Given data:

•••••

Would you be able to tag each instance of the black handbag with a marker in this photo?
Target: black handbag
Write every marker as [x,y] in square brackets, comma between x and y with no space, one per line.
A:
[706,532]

•••••

Problem description: Reproduce the records above line for line, keeping every word, mark, and line break unchanged.

Response to the exercise:
Would you be able to tag each instance of the black handbag with a marker in this photo?
Target: black handbag
Write every marker as [x,y] in square brackets, comma between x and y with no space, one per line.
A:
[706,532]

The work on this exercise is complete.